▶ **What this task involves**
Please set down, word for word, each line from the one containing "Exercise. Spot the man's ear" through the final line of the records below, both included, and nothing else.

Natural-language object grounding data
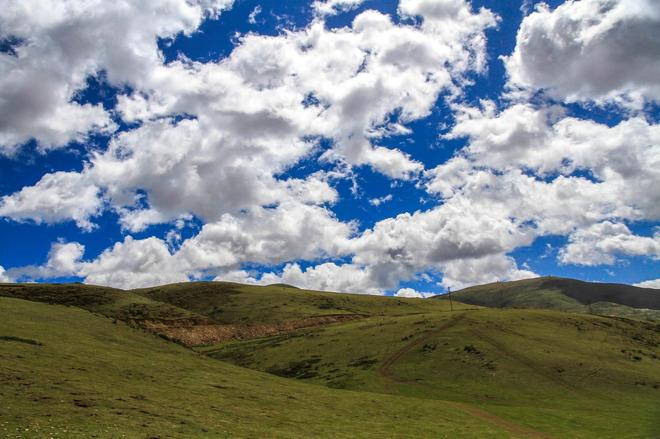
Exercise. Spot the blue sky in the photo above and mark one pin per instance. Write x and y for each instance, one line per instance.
(365, 146)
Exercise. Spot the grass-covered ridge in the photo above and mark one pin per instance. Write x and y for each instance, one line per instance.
(77, 358)
(567, 375)
(87, 377)
(566, 295)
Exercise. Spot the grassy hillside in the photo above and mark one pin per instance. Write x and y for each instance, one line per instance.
(110, 302)
(231, 303)
(67, 373)
(563, 374)
(566, 295)
(355, 365)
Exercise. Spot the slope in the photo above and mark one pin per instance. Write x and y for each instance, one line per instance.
(65, 372)
(232, 303)
(567, 375)
(109, 302)
(566, 295)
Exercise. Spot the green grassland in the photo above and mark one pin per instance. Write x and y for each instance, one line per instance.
(568, 375)
(110, 302)
(68, 373)
(566, 295)
(230, 303)
(77, 365)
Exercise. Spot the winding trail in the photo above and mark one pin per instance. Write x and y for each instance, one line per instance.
(385, 368)
(516, 431)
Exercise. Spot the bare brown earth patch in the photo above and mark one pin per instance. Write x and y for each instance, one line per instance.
(196, 333)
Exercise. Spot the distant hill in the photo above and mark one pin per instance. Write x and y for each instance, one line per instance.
(565, 295)
(356, 365)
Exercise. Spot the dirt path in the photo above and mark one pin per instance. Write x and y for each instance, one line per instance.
(536, 368)
(385, 368)
(516, 431)
(195, 334)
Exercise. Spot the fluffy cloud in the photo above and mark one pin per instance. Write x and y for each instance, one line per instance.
(3, 275)
(55, 198)
(328, 276)
(412, 293)
(559, 173)
(134, 264)
(60, 43)
(655, 283)
(601, 243)
(459, 274)
(332, 7)
(267, 236)
(590, 50)
(254, 114)
(64, 259)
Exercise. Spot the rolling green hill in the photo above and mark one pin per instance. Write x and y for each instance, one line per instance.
(231, 303)
(270, 361)
(565, 295)
(67, 373)
(110, 302)
(567, 375)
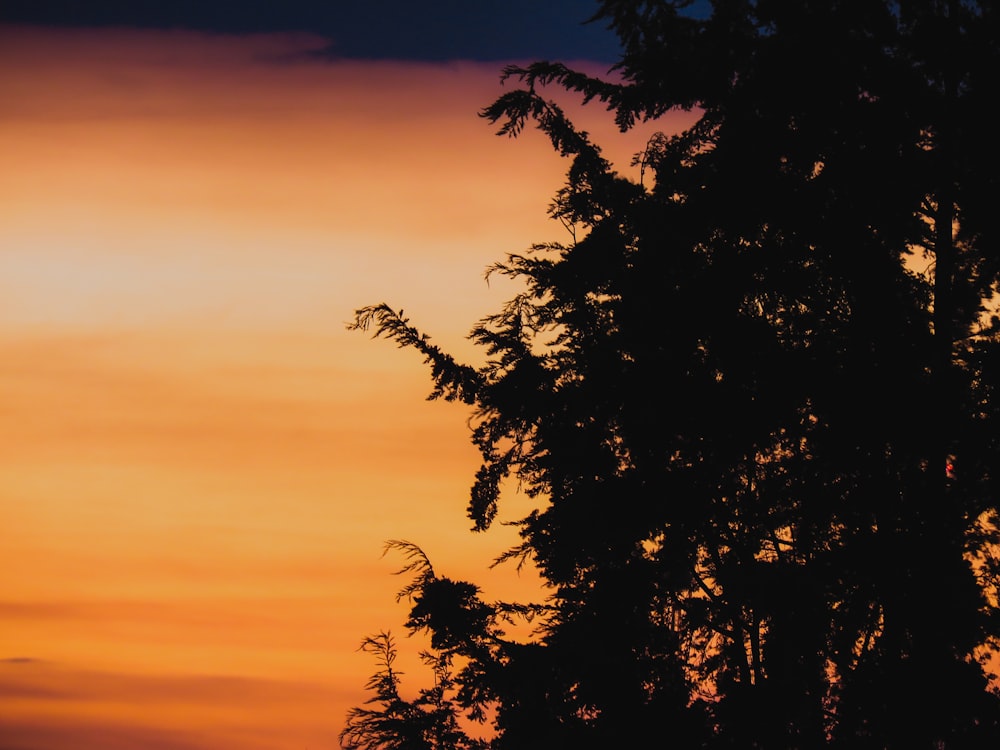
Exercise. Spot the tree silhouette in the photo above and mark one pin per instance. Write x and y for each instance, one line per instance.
(755, 399)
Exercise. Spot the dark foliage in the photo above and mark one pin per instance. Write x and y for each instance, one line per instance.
(756, 400)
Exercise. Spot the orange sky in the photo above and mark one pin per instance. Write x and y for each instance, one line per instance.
(199, 465)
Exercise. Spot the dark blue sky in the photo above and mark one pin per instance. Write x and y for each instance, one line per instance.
(373, 29)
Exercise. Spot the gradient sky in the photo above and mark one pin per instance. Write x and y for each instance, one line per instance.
(199, 465)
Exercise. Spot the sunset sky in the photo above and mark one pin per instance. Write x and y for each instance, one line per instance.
(199, 465)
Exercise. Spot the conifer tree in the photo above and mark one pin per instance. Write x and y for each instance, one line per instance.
(755, 396)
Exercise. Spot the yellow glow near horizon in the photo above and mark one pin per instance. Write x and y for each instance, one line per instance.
(199, 464)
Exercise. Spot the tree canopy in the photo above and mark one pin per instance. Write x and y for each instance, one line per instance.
(755, 398)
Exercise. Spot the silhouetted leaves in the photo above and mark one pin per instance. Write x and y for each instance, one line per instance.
(755, 398)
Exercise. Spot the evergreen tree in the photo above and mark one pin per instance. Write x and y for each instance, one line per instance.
(756, 398)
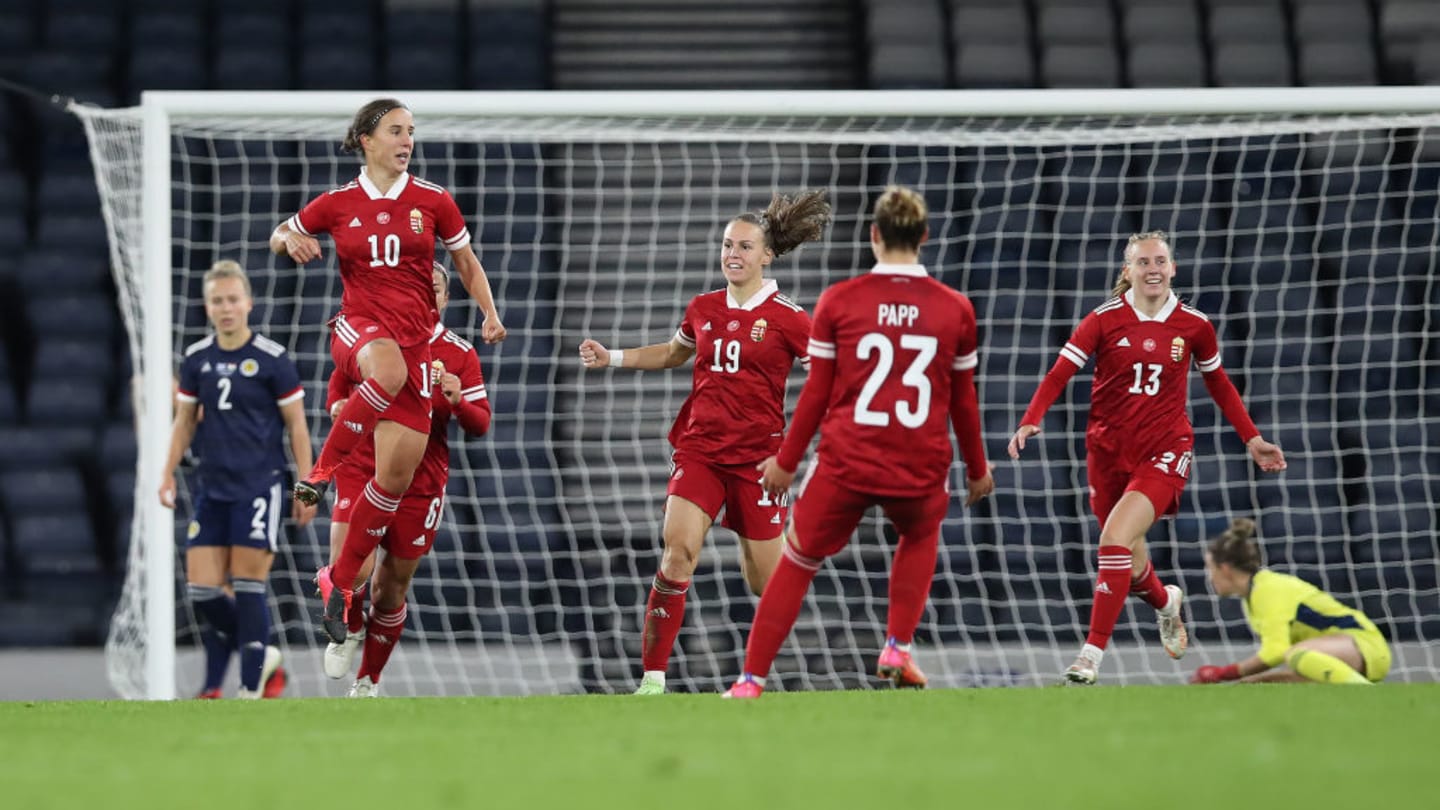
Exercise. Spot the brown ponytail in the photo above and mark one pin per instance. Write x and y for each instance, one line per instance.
(366, 120)
(791, 221)
(1236, 546)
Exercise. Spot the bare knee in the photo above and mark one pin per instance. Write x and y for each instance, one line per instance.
(678, 559)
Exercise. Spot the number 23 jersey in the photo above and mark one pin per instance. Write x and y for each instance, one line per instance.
(735, 412)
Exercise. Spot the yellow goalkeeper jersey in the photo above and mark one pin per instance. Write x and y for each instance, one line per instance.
(1283, 610)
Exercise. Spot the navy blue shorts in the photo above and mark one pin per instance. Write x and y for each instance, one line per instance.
(252, 522)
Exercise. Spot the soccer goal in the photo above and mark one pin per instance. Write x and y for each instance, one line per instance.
(1303, 222)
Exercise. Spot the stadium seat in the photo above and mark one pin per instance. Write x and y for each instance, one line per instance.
(1079, 67)
(82, 316)
(990, 25)
(994, 67)
(258, 65)
(1250, 64)
(55, 544)
(62, 402)
(1057, 23)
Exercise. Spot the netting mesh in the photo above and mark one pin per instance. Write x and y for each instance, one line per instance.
(1309, 241)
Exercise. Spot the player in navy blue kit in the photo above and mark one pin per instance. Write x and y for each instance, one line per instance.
(251, 398)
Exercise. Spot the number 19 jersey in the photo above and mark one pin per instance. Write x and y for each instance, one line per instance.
(896, 337)
(743, 358)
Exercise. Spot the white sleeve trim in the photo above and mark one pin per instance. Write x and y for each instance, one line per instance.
(821, 349)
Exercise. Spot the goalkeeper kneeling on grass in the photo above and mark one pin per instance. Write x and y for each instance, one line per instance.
(1301, 626)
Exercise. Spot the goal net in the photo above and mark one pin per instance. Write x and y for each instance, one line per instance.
(1309, 239)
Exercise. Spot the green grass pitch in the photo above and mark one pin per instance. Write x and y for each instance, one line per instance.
(1170, 748)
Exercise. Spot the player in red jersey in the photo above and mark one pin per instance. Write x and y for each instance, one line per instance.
(1138, 437)
(385, 225)
(745, 339)
(461, 394)
(893, 359)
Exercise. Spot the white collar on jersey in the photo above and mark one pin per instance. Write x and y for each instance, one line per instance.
(761, 296)
(1161, 316)
(373, 192)
(916, 270)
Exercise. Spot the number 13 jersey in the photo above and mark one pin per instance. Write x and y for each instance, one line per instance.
(1141, 372)
(735, 412)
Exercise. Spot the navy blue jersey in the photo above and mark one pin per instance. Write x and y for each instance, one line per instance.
(241, 440)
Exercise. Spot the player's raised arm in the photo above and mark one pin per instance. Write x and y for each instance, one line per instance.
(655, 356)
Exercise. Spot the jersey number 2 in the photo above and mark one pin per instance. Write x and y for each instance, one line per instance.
(909, 415)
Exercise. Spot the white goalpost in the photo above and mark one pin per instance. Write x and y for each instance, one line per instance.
(1305, 225)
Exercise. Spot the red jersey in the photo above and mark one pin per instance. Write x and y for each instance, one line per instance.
(896, 339)
(1141, 388)
(460, 359)
(735, 412)
(386, 248)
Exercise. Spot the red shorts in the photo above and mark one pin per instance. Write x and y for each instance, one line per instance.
(827, 513)
(748, 509)
(1161, 479)
(412, 532)
(412, 405)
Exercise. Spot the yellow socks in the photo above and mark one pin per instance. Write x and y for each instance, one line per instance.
(1322, 668)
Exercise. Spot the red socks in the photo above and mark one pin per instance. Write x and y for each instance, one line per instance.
(1110, 590)
(664, 616)
(910, 575)
(1149, 588)
(353, 424)
(373, 512)
(779, 607)
(382, 634)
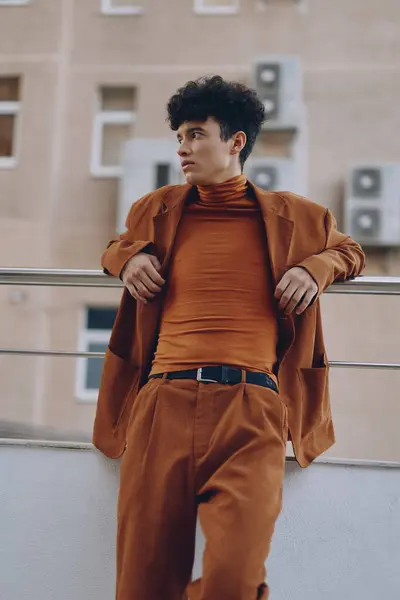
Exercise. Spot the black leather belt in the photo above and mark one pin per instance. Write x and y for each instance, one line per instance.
(222, 374)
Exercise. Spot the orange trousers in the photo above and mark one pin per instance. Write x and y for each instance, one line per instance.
(206, 450)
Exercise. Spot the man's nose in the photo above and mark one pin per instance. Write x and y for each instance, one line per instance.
(183, 150)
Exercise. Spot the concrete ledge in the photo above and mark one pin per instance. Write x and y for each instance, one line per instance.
(337, 537)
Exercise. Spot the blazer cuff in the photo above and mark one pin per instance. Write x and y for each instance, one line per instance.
(316, 267)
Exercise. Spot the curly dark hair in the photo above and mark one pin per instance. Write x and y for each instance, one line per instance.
(233, 105)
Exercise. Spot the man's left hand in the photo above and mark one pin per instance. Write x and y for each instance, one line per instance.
(295, 291)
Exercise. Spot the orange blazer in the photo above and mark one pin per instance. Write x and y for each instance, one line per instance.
(299, 233)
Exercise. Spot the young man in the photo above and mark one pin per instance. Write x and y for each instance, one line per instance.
(216, 357)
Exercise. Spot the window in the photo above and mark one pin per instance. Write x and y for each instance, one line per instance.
(9, 110)
(121, 7)
(94, 337)
(216, 7)
(112, 128)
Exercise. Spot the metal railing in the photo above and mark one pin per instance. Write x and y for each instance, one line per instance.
(382, 286)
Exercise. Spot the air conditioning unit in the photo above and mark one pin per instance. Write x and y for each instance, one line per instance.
(372, 204)
(147, 164)
(271, 173)
(278, 82)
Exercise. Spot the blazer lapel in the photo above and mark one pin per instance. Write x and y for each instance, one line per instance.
(278, 229)
(167, 220)
(279, 232)
(165, 226)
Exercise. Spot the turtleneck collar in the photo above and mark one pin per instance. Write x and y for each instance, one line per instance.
(232, 189)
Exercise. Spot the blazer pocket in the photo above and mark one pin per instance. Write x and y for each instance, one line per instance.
(118, 378)
(314, 384)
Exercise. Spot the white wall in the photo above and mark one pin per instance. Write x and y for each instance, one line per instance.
(338, 536)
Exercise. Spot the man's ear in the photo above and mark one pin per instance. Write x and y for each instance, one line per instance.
(239, 142)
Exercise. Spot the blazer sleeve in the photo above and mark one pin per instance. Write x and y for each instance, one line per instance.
(341, 259)
(136, 238)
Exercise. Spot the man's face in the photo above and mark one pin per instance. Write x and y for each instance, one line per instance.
(206, 159)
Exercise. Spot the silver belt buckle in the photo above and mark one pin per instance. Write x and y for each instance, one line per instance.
(200, 378)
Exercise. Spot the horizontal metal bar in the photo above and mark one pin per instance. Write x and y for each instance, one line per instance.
(95, 278)
(361, 365)
(53, 445)
(371, 286)
(58, 278)
(335, 364)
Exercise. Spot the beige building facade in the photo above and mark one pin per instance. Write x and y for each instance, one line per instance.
(79, 79)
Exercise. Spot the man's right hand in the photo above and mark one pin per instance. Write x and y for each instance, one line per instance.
(140, 276)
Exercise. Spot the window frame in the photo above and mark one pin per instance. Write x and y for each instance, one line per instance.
(201, 9)
(102, 118)
(107, 8)
(86, 337)
(13, 109)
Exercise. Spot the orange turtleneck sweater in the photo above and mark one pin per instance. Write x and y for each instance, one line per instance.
(219, 306)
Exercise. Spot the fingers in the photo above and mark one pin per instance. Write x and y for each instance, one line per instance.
(142, 278)
(151, 271)
(305, 302)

▶ **Result for this exercise**
Exercise. Spot the man's ear in the photo above and mark one pin per instance. Write x and y for each instance, one line per instance.
(239, 142)
Exercise. Spot the blazer sleeve in the photo above and mark one pin per instance. Write x and y for each instance, one line per instance.
(341, 259)
(136, 238)
Exercise. Spot the man's face in the photo above and mark one pin per instance. Write x and y for each instance, one line per instance.
(206, 159)
Exercise. Spot the silver belt buckle in the photo above and mark one pin per instance. Write x and y for each instance, one line per instance.
(200, 378)
Exercise. Spot the horizontal metal bar in the photo above and mark one pin per instance. Write x and y for each instance, one line per instance.
(95, 278)
(361, 365)
(53, 445)
(371, 286)
(58, 278)
(335, 364)
Exercise. Spot the beige building facade in the photo above and mark one pin per instance. Write x and y for each instance, one line per instance.
(79, 79)
Exercise. Spot the man's right hand in the photo above and mark one pin per instance. Write x and y for each instance, one line per instance.
(140, 276)
Exercise. Spot the window frame in the photo above and mark one pin per instance. Write x and y for each instance, one line per instance.
(201, 9)
(102, 118)
(107, 8)
(86, 337)
(13, 109)
Exercise. Spot the orange turtleneck sweater in the photo above and mark one pin per instance. Write x and y for each instance, one line per instance.
(219, 306)
Exercise. Spot the fingers in the photo above and mark one pin per instance. Write x and y for each instance, one line per instance.
(142, 278)
(151, 271)
(305, 302)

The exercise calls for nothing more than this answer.